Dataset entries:
----

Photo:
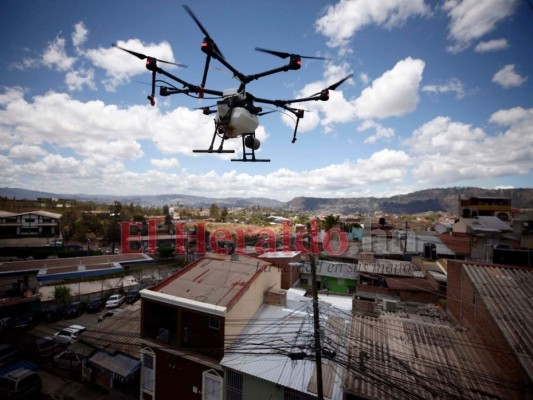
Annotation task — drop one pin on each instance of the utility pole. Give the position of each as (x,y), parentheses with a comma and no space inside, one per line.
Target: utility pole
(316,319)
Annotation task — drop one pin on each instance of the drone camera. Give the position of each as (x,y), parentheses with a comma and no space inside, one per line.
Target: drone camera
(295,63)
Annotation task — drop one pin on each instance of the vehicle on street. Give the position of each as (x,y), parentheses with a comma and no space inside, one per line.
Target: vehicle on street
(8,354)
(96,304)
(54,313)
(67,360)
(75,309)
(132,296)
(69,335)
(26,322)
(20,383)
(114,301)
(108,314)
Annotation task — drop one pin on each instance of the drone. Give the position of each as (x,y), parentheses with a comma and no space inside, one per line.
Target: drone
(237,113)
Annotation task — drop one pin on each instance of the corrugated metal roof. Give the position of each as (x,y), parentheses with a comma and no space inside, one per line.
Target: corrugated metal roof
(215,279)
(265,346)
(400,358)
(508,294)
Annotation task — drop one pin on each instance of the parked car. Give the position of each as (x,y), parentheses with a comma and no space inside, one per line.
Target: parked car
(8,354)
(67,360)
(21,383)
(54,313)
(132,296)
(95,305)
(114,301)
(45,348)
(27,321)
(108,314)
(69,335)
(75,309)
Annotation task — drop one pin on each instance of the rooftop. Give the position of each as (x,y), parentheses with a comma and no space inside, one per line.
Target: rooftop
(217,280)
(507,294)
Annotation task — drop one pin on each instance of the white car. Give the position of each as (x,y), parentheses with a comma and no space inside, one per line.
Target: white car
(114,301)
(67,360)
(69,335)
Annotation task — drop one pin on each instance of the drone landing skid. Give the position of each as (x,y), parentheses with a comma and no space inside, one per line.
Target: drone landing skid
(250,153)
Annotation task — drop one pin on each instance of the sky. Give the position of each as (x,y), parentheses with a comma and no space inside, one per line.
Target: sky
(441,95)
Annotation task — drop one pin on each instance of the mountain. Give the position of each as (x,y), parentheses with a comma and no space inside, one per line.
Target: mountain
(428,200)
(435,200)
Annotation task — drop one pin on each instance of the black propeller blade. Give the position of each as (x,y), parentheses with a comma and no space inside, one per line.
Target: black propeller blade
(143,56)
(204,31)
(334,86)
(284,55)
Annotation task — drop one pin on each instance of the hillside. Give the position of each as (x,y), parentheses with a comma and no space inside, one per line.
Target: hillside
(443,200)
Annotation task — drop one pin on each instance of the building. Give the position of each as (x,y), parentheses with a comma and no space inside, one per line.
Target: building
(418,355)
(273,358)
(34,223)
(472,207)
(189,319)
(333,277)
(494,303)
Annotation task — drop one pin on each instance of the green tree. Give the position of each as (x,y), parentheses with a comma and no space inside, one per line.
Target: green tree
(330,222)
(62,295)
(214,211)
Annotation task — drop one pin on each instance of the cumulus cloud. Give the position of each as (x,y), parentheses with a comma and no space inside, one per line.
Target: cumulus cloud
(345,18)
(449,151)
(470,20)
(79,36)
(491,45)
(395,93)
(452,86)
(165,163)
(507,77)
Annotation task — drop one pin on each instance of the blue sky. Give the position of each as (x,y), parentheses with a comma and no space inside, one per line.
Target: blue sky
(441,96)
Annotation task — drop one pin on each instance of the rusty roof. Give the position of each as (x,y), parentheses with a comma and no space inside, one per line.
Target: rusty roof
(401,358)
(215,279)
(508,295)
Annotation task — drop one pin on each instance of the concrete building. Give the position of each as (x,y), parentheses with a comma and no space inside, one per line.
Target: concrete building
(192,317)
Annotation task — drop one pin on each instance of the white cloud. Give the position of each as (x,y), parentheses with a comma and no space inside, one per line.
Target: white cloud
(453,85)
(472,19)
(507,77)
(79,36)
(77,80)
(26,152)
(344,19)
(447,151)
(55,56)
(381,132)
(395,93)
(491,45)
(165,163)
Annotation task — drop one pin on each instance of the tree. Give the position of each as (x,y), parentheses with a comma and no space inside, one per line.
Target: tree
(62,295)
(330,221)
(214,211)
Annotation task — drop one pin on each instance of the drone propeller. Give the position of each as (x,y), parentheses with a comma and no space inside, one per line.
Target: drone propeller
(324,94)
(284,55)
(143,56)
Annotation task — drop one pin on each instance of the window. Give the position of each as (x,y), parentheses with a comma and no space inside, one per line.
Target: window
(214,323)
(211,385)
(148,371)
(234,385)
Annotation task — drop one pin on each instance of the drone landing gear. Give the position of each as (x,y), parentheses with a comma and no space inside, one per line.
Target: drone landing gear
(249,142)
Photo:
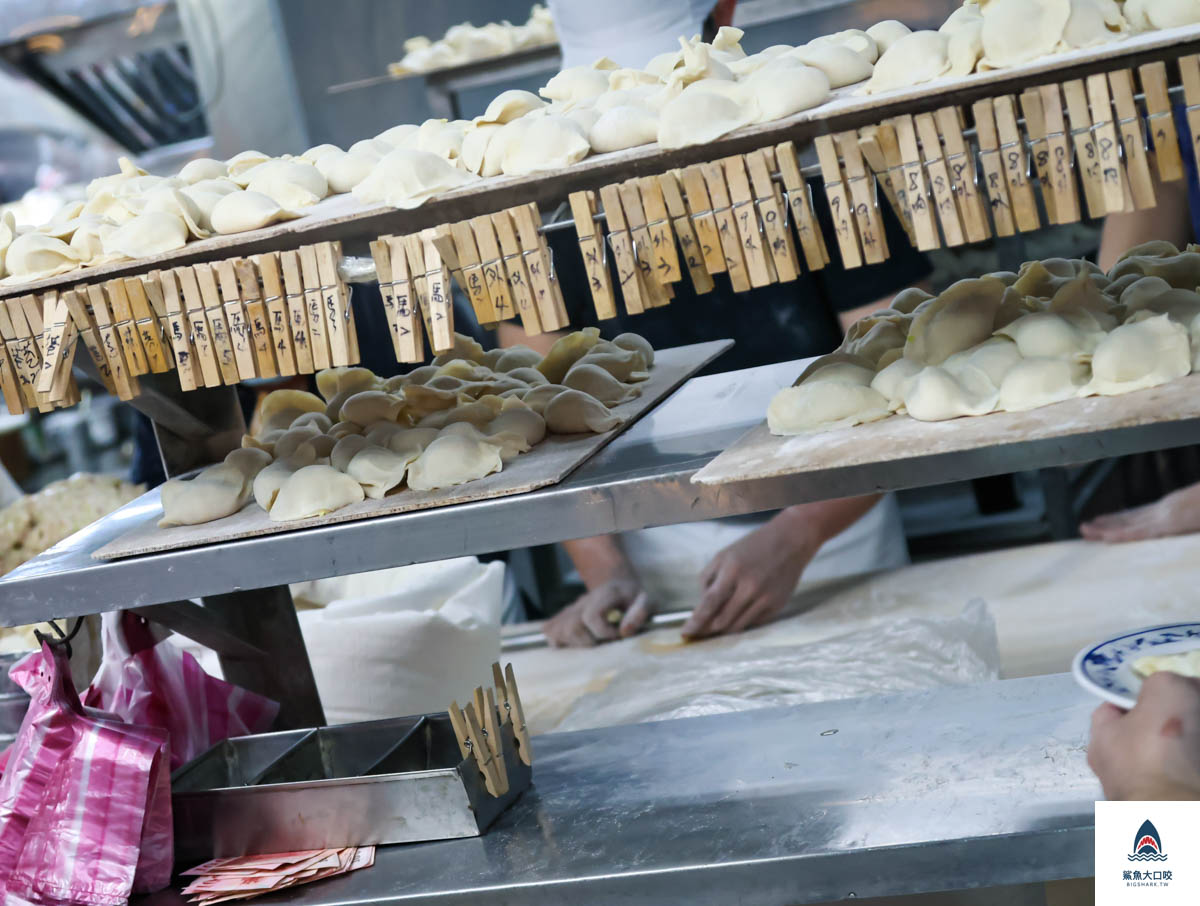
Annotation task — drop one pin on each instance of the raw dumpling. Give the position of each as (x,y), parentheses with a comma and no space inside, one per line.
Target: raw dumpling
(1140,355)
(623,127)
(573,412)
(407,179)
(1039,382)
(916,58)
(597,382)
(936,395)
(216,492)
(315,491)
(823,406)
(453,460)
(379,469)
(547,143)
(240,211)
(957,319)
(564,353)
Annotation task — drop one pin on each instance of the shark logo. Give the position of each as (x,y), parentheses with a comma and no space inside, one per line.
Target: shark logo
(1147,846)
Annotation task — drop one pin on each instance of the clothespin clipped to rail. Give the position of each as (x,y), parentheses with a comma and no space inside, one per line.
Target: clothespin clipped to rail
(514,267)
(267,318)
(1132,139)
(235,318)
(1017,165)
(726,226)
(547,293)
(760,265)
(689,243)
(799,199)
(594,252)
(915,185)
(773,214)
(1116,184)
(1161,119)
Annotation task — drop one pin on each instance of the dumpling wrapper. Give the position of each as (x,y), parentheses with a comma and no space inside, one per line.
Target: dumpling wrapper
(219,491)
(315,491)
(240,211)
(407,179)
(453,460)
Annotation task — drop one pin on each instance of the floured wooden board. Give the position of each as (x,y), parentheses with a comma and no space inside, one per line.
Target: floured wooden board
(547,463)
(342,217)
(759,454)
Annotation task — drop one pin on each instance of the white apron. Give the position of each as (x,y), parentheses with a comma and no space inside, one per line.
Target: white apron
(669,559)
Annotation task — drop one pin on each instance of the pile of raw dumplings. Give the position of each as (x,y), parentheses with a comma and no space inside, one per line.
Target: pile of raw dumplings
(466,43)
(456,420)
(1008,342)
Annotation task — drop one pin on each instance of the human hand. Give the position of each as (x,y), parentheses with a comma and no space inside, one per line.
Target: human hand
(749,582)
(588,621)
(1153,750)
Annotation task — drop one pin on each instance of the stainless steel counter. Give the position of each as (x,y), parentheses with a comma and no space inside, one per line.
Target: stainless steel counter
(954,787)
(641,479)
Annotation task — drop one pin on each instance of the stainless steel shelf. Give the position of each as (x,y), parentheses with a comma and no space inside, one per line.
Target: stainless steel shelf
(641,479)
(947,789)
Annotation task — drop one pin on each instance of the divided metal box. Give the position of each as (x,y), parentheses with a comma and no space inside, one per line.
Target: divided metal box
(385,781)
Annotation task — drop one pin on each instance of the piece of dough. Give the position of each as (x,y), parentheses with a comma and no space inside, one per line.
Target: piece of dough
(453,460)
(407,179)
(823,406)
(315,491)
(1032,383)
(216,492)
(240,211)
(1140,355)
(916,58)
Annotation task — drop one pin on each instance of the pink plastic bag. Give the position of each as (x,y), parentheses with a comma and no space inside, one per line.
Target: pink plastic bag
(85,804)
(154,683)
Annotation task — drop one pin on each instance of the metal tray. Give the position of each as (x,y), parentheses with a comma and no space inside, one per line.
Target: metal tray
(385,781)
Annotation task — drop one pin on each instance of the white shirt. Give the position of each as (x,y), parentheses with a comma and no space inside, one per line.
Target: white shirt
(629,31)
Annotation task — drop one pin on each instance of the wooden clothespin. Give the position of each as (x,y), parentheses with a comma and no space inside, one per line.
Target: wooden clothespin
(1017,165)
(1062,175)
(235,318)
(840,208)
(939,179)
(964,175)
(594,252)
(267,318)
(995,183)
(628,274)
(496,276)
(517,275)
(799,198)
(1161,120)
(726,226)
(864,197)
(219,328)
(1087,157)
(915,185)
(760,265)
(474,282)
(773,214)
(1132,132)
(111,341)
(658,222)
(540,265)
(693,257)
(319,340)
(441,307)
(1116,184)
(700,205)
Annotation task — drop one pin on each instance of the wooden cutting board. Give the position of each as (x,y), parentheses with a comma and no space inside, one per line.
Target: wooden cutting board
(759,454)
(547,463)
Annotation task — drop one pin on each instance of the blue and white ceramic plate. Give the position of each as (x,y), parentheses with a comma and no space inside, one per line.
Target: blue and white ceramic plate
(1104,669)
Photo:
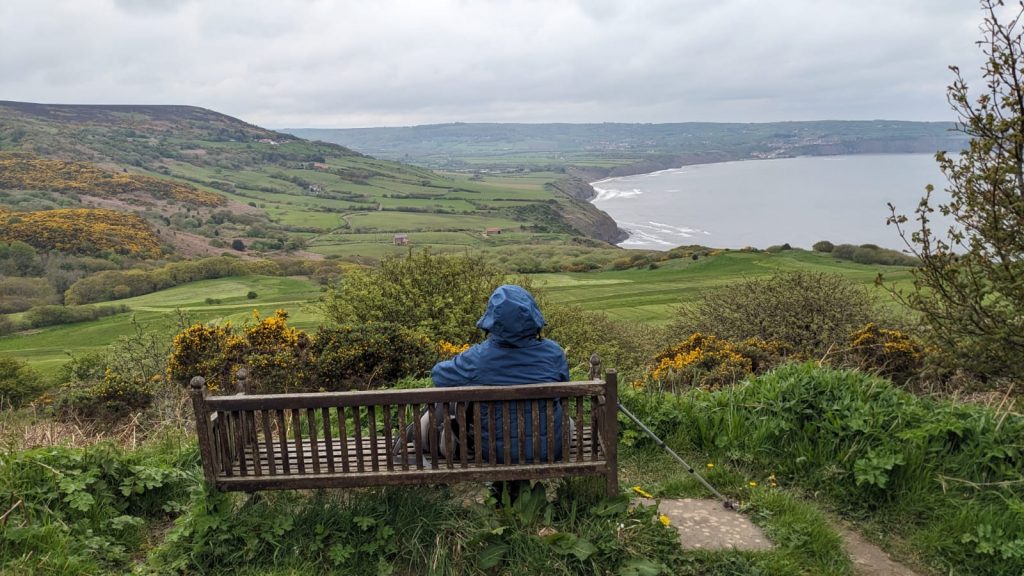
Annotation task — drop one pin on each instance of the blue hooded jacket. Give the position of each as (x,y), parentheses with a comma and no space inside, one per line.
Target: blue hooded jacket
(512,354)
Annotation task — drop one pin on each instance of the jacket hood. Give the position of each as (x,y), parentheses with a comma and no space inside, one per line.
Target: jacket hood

----

### WORK ITEM
A word-for-word copy of the lines above from the one with "of the hillside." through the one with "of the cumulus", inclusive, is the only output wanted.

### COMPLETED EXERCISE
Annotation task — drop one pin on each instance of the hillside. Give the position of each as (x,y), parentheses with a comma and no space inside, one per line.
Target: hillside
(443,200)
Annotation task — drop one pin on each instance of the building. Give the position of each as (x,y), parentheses with a comma and no space inside, one per line.
Target: building
(418,355)
(273,358)
(34,223)
(472,207)
(189,319)
(333,277)
(494,303)
Annotation task — drop one pin on each instance of the green tree. Give the position of each as (x,y), parentheses with a comma and no space inside, one per line.
Target: green tree
(330,222)
(62,295)
(214,211)
Annotation task — drop one pin on each instance of the cumulus cloud. Give the position of each as (x,y), parentheses with a comma and no space inside, one per line.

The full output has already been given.